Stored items
*****

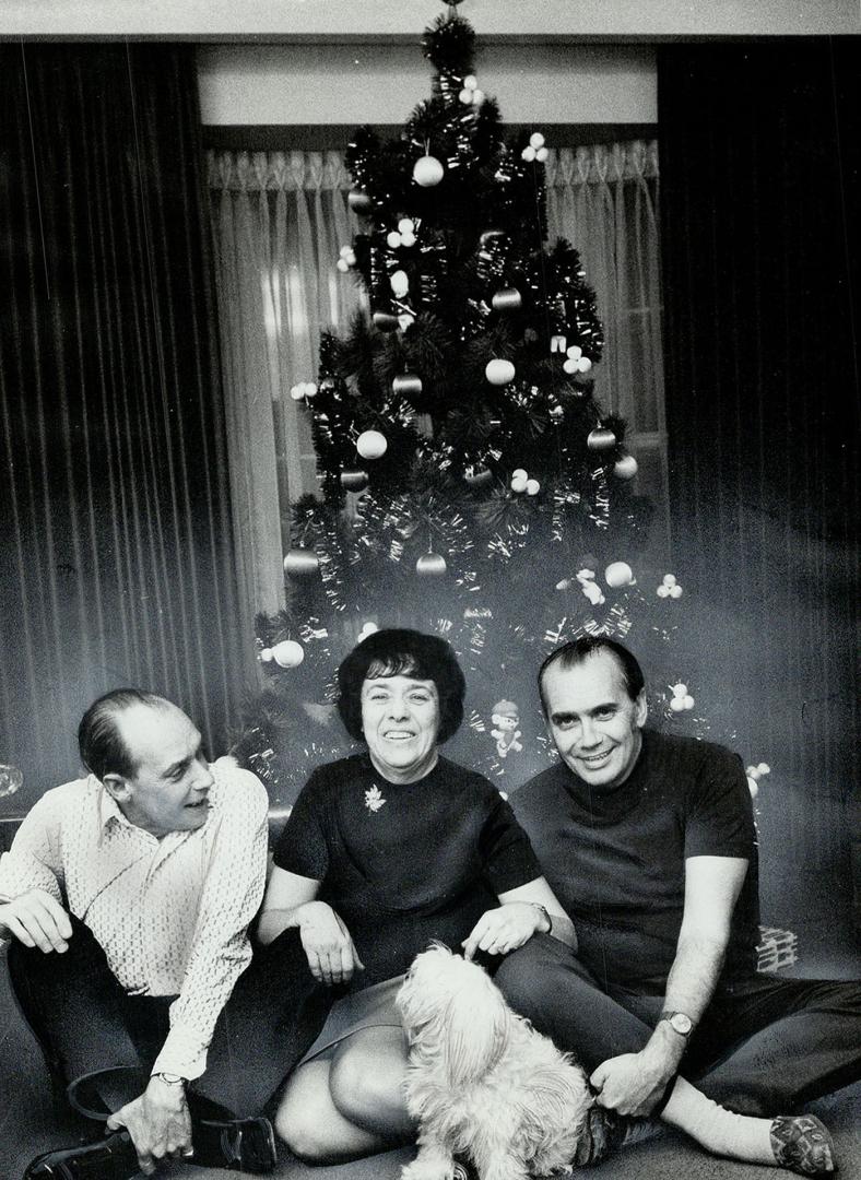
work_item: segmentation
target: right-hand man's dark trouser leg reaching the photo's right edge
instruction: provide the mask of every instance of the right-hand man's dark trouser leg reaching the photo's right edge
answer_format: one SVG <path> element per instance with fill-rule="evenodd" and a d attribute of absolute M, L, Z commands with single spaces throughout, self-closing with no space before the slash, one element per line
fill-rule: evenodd
<path fill-rule="evenodd" d="M 743 1114 L 776 1115 L 861 1077 L 861 984 L 754 975 L 712 999 L 682 1073 Z"/>

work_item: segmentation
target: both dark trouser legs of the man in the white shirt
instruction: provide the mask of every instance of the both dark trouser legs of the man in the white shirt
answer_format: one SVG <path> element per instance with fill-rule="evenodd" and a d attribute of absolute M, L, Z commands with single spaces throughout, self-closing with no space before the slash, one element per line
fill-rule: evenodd
<path fill-rule="evenodd" d="M 63 955 L 11 944 L 12 985 L 54 1076 L 68 1084 L 105 1071 L 87 1093 L 96 1090 L 116 1110 L 146 1084 L 167 1035 L 170 999 L 127 996 L 92 931 L 71 920 Z M 258 949 L 218 1020 L 206 1071 L 190 1088 L 192 1112 L 204 1117 L 259 1114 L 314 1042 L 330 1005 L 329 990 L 308 970 L 298 931 L 284 931 Z"/>

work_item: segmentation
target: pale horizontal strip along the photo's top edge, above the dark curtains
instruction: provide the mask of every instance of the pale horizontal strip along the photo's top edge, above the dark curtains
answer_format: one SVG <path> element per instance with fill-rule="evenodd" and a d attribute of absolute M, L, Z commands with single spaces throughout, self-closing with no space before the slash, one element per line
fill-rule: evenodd
<path fill-rule="evenodd" d="M 1 37 L 415 37 L 441 0 L 4 0 Z M 861 31 L 856 0 L 468 0 L 485 37 L 662 40 Z"/>

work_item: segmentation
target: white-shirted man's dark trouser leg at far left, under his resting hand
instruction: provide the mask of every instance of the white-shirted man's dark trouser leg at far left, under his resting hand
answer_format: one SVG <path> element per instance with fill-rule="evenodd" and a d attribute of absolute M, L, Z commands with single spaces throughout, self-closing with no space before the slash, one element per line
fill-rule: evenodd
<path fill-rule="evenodd" d="M 65 1083 L 96 1069 L 140 1066 L 145 1047 L 134 1032 L 146 1036 L 146 1022 L 132 1017 L 133 1004 L 92 931 L 78 918 L 71 920 L 73 933 L 63 955 L 45 955 L 17 940 L 8 949 L 18 1003 L 52 1075 Z"/>

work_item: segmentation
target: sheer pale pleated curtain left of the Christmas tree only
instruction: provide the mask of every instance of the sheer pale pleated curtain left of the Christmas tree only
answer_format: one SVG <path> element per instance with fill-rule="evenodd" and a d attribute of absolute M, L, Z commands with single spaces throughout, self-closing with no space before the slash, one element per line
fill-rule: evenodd
<path fill-rule="evenodd" d="M 308 412 L 321 332 L 360 291 L 336 269 L 356 218 L 335 152 L 210 152 L 234 532 L 247 617 L 283 605 L 289 505 L 316 489 Z"/>

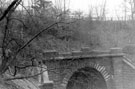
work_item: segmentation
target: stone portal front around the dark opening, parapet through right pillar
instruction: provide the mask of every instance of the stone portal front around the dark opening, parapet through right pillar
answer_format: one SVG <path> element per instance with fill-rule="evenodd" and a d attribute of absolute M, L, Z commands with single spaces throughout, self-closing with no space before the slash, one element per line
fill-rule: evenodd
<path fill-rule="evenodd" d="M 43 62 L 49 70 L 49 79 L 54 82 L 54 89 L 66 89 L 68 80 L 73 73 L 84 67 L 98 70 L 104 77 L 108 89 L 123 89 L 122 83 L 118 83 L 122 82 L 122 72 L 119 71 L 122 70 L 123 54 L 121 49 L 90 51 L 84 48 L 71 53 L 60 54 L 56 51 L 51 53 L 51 57 L 49 57 L 50 52 L 44 53 L 48 58 Z"/>

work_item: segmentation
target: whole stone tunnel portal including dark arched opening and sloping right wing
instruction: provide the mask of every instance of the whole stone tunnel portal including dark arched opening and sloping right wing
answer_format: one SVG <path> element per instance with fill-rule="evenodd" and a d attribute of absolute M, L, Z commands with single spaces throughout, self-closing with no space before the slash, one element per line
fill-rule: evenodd
<path fill-rule="evenodd" d="M 43 55 L 43 63 L 47 66 L 49 80 L 53 81 L 53 89 L 135 88 L 125 85 L 131 81 L 126 79 L 130 72 L 123 71 L 123 65 L 131 71 L 134 71 L 134 65 L 125 58 L 120 48 L 91 51 L 84 47 L 68 53 L 46 51 Z M 134 74 L 131 74 L 132 77 Z M 47 89 L 43 86 L 43 89 Z"/>

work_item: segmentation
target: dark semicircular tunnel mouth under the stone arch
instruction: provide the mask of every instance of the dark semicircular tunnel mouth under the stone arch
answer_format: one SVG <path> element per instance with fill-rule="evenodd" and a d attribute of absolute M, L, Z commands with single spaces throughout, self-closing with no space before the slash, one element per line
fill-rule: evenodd
<path fill-rule="evenodd" d="M 107 85 L 99 71 L 85 67 L 73 73 L 66 89 L 107 89 Z"/>

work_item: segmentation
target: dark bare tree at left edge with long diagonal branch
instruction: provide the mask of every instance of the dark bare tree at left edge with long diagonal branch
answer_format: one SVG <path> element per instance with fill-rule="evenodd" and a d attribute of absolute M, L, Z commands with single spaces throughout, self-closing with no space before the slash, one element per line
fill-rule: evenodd
<path fill-rule="evenodd" d="M 43 33 L 44 31 L 50 29 L 51 27 L 53 27 L 53 26 L 55 26 L 59 23 L 59 22 L 54 22 L 50 26 L 48 26 L 45 29 L 42 29 L 41 31 L 39 31 L 30 40 L 28 40 L 26 43 L 21 44 L 19 46 L 19 44 L 18 44 L 19 40 L 18 41 L 16 39 L 10 39 L 9 40 L 9 32 L 10 32 L 9 26 L 11 24 L 10 22 L 12 21 L 12 19 L 11 19 L 12 13 L 15 11 L 15 9 L 20 4 L 20 2 L 21 2 L 21 0 L 14 0 L 8 6 L 8 8 L 4 11 L 3 15 L 0 17 L 0 21 L 3 21 L 4 19 L 6 19 L 5 29 L 4 29 L 4 37 L 2 39 L 3 40 L 3 42 L 2 42 L 2 63 L 0 65 L 0 74 L 1 75 L 3 73 L 5 73 L 10 66 L 14 66 L 14 70 L 15 70 L 14 75 L 16 75 L 17 68 L 27 68 L 29 66 L 35 66 L 33 64 L 33 60 L 31 60 L 32 63 L 30 65 L 27 65 L 27 66 L 24 66 L 24 67 L 17 66 L 15 63 L 18 61 L 18 59 L 17 59 L 18 54 L 24 48 L 26 48 L 35 38 L 37 38 L 41 33 Z M 17 50 L 11 51 L 11 49 L 9 49 L 9 44 L 12 44 L 12 42 L 15 42 L 18 45 L 19 48 L 17 48 Z"/>

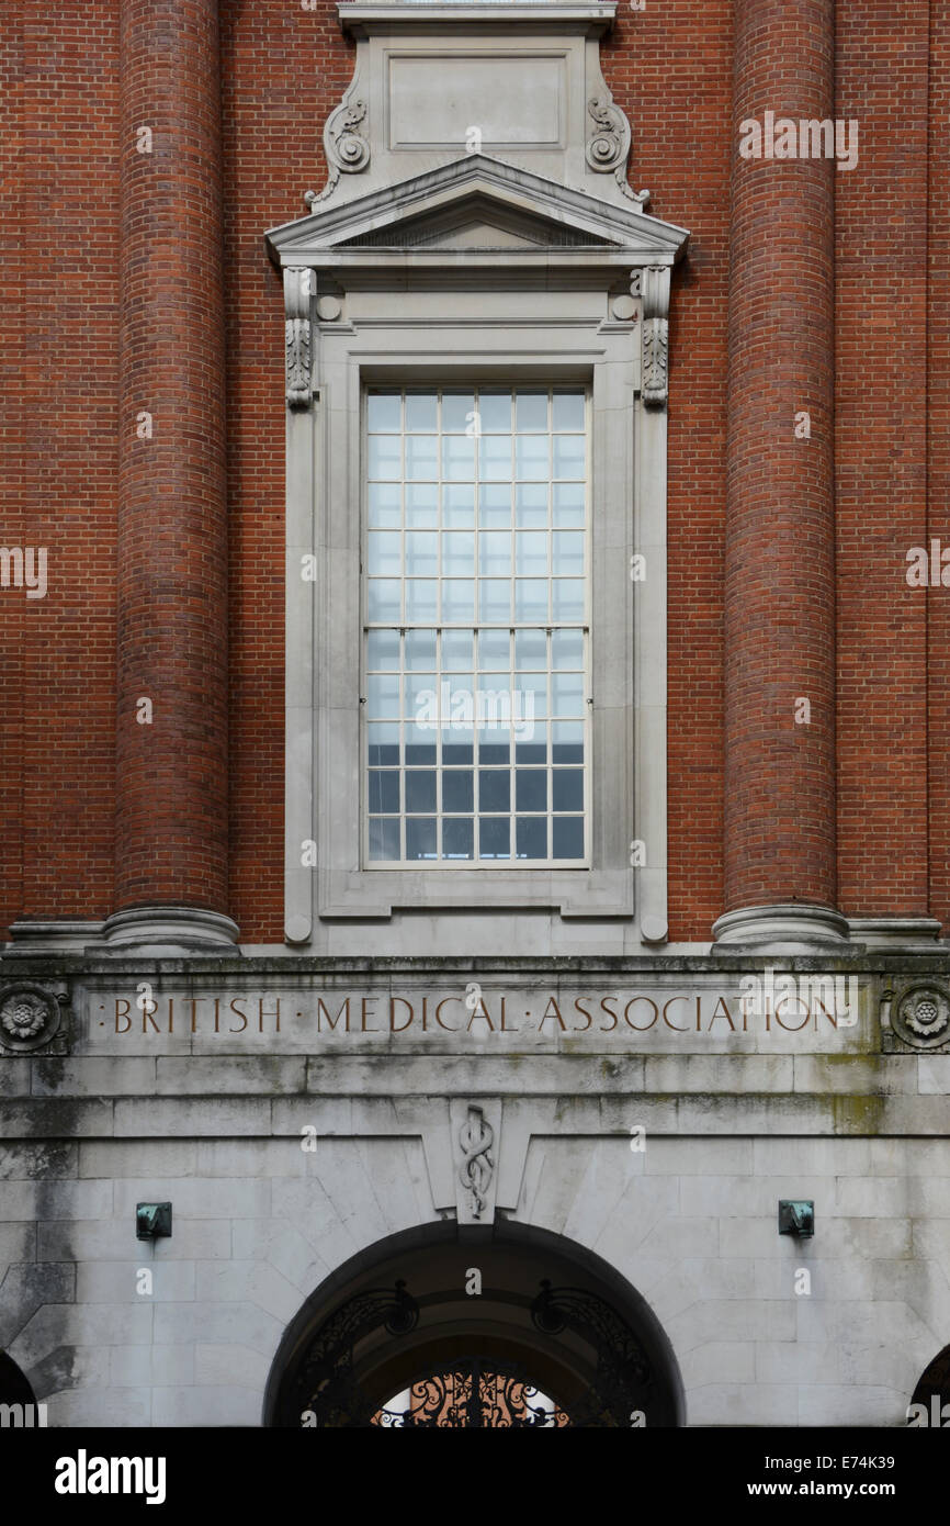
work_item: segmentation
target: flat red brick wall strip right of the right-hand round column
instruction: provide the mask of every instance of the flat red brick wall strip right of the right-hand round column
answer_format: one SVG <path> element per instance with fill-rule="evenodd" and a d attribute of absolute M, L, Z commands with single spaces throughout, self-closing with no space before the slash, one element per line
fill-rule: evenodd
<path fill-rule="evenodd" d="M 839 905 L 921 916 L 930 595 L 904 554 L 927 536 L 927 6 L 839 6 L 836 114 L 859 121 L 834 186 Z"/>

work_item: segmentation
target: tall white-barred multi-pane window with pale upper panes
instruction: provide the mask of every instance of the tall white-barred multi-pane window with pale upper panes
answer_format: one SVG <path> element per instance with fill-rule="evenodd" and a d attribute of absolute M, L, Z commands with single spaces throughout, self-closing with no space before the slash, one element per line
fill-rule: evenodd
<path fill-rule="evenodd" d="M 586 862 L 587 389 L 371 388 L 364 862 Z"/>

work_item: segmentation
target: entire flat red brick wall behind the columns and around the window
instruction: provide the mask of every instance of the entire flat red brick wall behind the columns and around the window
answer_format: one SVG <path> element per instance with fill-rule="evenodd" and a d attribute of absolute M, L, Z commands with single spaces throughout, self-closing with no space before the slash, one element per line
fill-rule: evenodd
<path fill-rule="evenodd" d="M 293 0 L 221 0 L 220 12 L 230 557 L 221 909 L 246 942 L 270 942 L 282 929 L 284 314 L 261 235 L 325 183 L 322 125 L 351 78 L 352 47 L 329 0 L 313 12 Z M 836 111 L 860 119 L 862 151 L 854 172 L 834 175 L 839 894 L 848 913 L 926 909 L 929 832 L 930 909 L 947 916 L 950 594 L 921 598 L 903 577 L 904 551 L 924 531 L 950 545 L 947 0 L 932 6 L 929 510 L 924 12 L 912 0 L 855 0 L 837 17 Z M 633 124 L 633 185 L 650 186 L 656 215 L 692 233 L 671 310 L 669 903 L 671 935 L 703 938 L 724 903 L 730 0 L 621 5 L 604 72 Z M 8 5 L 0 85 L 17 124 L 0 153 L 18 319 L 0 375 L 0 438 L 14 461 L 2 540 L 50 552 L 46 600 L 0 595 L 0 922 L 102 917 L 114 903 L 119 6 L 66 0 L 43 15 Z M 20 702 L 8 678 L 17 662 Z M 218 870 L 207 884 L 210 903 Z"/>

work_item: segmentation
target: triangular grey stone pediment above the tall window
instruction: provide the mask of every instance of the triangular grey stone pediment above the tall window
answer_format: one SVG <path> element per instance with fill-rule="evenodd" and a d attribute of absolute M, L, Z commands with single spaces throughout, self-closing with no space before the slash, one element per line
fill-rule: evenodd
<path fill-rule="evenodd" d="M 314 209 L 271 229 L 267 247 L 276 264 L 320 266 L 358 259 L 363 249 L 407 250 L 438 258 L 508 250 L 537 258 L 547 250 L 590 250 L 637 259 L 676 259 L 689 235 L 631 204 L 618 208 L 583 191 L 488 157 L 467 154 L 435 171 L 340 206 Z M 364 256 L 363 256 L 364 258 Z"/>

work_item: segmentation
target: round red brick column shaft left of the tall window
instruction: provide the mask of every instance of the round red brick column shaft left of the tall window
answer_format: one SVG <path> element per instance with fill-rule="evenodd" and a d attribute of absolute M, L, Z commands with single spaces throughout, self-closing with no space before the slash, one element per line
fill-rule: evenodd
<path fill-rule="evenodd" d="M 226 911 L 218 0 L 122 0 L 120 44 L 116 908 Z"/>

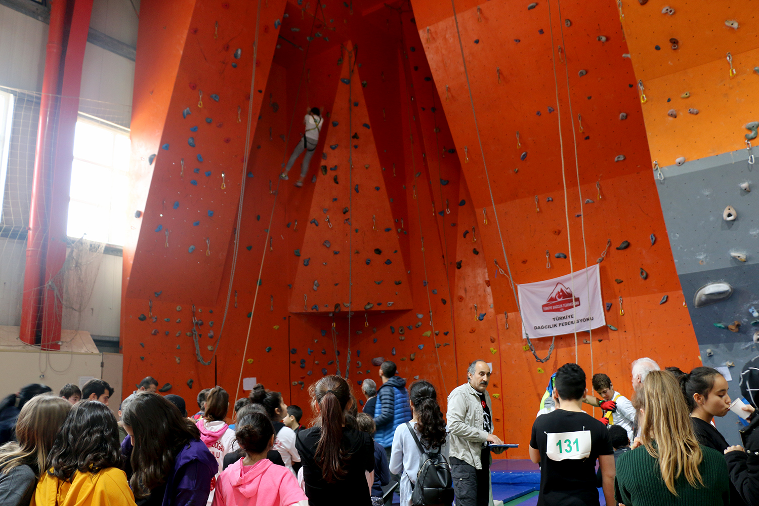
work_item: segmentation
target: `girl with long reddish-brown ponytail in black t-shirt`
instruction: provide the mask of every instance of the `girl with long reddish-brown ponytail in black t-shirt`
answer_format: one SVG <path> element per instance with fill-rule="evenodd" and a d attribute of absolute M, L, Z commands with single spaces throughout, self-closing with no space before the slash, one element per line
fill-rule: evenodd
<path fill-rule="evenodd" d="M 350 385 L 340 376 L 324 376 L 308 390 L 316 424 L 295 439 L 308 504 L 371 506 L 374 444 L 367 433 L 345 426 Z"/>

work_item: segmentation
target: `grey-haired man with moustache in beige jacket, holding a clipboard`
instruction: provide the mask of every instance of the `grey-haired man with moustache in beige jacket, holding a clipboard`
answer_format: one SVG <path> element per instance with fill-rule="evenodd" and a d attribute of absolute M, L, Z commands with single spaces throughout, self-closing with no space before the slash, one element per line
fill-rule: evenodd
<path fill-rule="evenodd" d="M 487 443 L 503 444 L 493 434 L 487 394 L 490 366 L 484 360 L 475 360 L 469 364 L 467 378 L 468 382 L 454 388 L 448 396 L 449 454 L 456 506 L 490 506 L 493 494 Z"/>

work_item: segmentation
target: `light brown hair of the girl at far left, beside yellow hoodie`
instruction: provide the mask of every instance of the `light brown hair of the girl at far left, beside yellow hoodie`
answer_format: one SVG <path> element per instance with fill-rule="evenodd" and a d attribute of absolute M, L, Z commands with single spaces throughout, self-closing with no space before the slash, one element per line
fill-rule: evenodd
<path fill-rule="evenodd" d="M 48 455 L 61 429 L 71 403 L 53 394 L 32 398 L 18 415 L 16 438 L 0 448 L 0 473 L 10 472 L 14 467 L 26 464 L 36 476 L 49 466 Z"/>

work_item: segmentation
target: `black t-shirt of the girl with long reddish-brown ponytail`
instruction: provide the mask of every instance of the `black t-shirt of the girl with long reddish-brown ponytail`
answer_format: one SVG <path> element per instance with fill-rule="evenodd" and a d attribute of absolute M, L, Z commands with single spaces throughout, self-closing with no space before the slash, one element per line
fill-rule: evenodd
<path fill-rule="evenodd" d="M 369 486 L 364 471 L 374 470 L 374 442 L 366 432 L 359 432 L 350 427 L 343 427 L 340 446 L 348 454 L 345 469 L 348 474 L 334 483 L 324 480 L 322 467 L 313 456 L 321 427 L 311 427 L 298 432 L 295 448 L 301 454 L 303 479 L 306 484 L 308 504 L 311 506 L 333 506 L 334 504 L 351 504 L 351 506 L 371 506 Z"/>

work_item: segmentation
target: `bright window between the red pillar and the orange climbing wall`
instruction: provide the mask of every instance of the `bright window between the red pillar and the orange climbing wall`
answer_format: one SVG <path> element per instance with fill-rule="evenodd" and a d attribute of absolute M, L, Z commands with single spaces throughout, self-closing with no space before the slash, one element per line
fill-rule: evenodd
<path fill-rule="evenodd" d="M 129 194 L 129 131 L 80 115 L 68 203 L 68 236 L 124 246 Z"/>

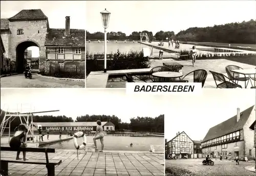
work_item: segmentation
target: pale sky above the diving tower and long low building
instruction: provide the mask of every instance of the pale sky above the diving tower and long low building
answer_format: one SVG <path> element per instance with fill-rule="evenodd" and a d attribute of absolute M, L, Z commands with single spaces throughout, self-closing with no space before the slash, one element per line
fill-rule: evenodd
<path fill-rule="evenodd" d="M 81 115 L 116 115 L 130 123 L 132 117 L 157 117 L 163 114 L 162 96 L 132 96 L 124 89 L 1 89 L 1 108 L 16 112 L 59 112 L 38 115 L 65 115 L 74 120 Z M 28 109 L 28 110 L 27 110 Z"/>

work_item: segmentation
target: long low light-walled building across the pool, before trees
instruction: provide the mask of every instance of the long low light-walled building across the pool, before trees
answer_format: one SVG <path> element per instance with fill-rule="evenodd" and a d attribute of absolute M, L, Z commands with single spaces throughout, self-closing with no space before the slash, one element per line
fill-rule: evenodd
<path fill-rule="evenodd" d="M 33 130 L 37 130 L 38 126 L 42 127 L 42 130 L 49 128 L 50 130 L 86 130 L 96 131 L 96 122 L 33 122 Z M 104 131 L 114 131 L 115 125 L 112 122 L 101 122 L 101 126 Z"/>

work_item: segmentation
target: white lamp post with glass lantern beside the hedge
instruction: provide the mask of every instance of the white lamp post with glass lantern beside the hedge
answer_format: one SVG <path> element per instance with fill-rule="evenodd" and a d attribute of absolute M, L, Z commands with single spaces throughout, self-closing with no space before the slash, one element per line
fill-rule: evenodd
<path fill-rule="evenodd" d="M 104 28 L 104 73 L 106 73 L 106 28 L 109 27 L 110 12 L 105 9 L 100 14 Z"/>

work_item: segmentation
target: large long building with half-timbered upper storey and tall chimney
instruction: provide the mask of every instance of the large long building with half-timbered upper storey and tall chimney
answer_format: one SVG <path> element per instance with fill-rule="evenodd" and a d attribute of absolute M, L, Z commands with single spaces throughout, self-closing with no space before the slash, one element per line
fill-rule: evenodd
<path fill-rule="evenodd" d="M 253 147 L 254 131 L 249 127 L 255 121 L 255 106 L 251 106 L 237 115 L 211 127 L 202 140 L 202 149 L 205 155 L 232 159 L 239 156 L 252 160 L 255 153 Z"/>

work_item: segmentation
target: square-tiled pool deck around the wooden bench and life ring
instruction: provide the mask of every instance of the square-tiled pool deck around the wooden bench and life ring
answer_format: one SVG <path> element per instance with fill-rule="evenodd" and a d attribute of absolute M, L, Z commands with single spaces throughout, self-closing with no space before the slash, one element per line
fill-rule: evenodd
<path fill-rule="evenodd" d="M 22 155 L 22 153 L 20 154 Z M 55 175 L 66 176 L 149 176 L 164 175 L 164 155 L 148 151 L 60 150 L 48 153 L 49 160 L 62 160 L 55 167 Z M 15 158 L 16 152 L 1 151 L 1 157 Z M 28 152 L 29 159 L 45 159 L 44 153 Z M 9 163 L 9 175 L 47 175 L 45 165 Z"/>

*****

What the task requires. Among the entries above, copy exactly the stretch from the line holding "instruction: provide the mask of every instance of the dark bare" through the line holding "instruction: provide the mask of every instance of the flat", leaving out any pictures.

Result below.
instruction: provide the mask of every instance of the dark bare tree at left edge with long diagonal branch
answer_format: one SVG <path> element per instance with fill-rule="evenodd" and a d attribute of absolute M, L, Z commands with single spaces throughout, self-closing with no space before the slash, one element per line
fill-rule: evenodd
<path fill-rule="evenodd" d="M 43 33 L 44 31 L 50 29 L 51 27 L 53 27 L 53 26 L 55 26 L 59 23 L 59 22 L 54 22 L 50 26 L 48 26 L 45 29 L 42 29 L 41 31 L 39 31 L 30 40 L 28 40 L 26 43 L 21 44 L 19 46 L 19 44 L 18 44 L 19 40 L 18 41 L 16 39 L 10 39 L 9 40 L 9 32 L 10 32 L 9 26 L 11 24 L 10 22 L 12 21 L 12 19 L 11 19 L 12 13 L 15 11 L 15 9 L 20 4 L 20 2 L 21 2 L 21 0 L 14 0 L 8 6 L 8 8 L 4 11 L 3 15 L 0 17 L 0 21 L 3 21 L 4 19 L 6 19 L 5 29 L 4 29 L 4 37 L 2 39 L 3 40 L 3 42 L 2 42 L 2 63 L 0 65 L 0 74 L 1 75 L 3 73 L 5 73 L 10 66 L 14 66 L 14 70 L 15 70 L 14 75 L 16 75 L 17 68 L 27 68 L 29 66 L 35 66 L 33 64 L 33 60 L 31 60 L 32 63 L 30 65 L 27 65 L 27 66 L 24 66 L 24 67 L 17 66 L 15 63 L 18 61 L 18 59 L 17 59 L 18 54 L 24 48 L 26 48 L 35 38 L 37 38 L 41 33 Z M 17 50 L 11 51 L 11 49 L 9 49 L 9 44 L 12 44 L 12 42 L 15 42 L 18 45 L 19 48 L 17 48 Z"/>

work_item: segmentation
target: flat red brick wall strip right of the right-hand round column
instruction: provide the mask of every instance of the flat red brick wall strip right of the right-hand round column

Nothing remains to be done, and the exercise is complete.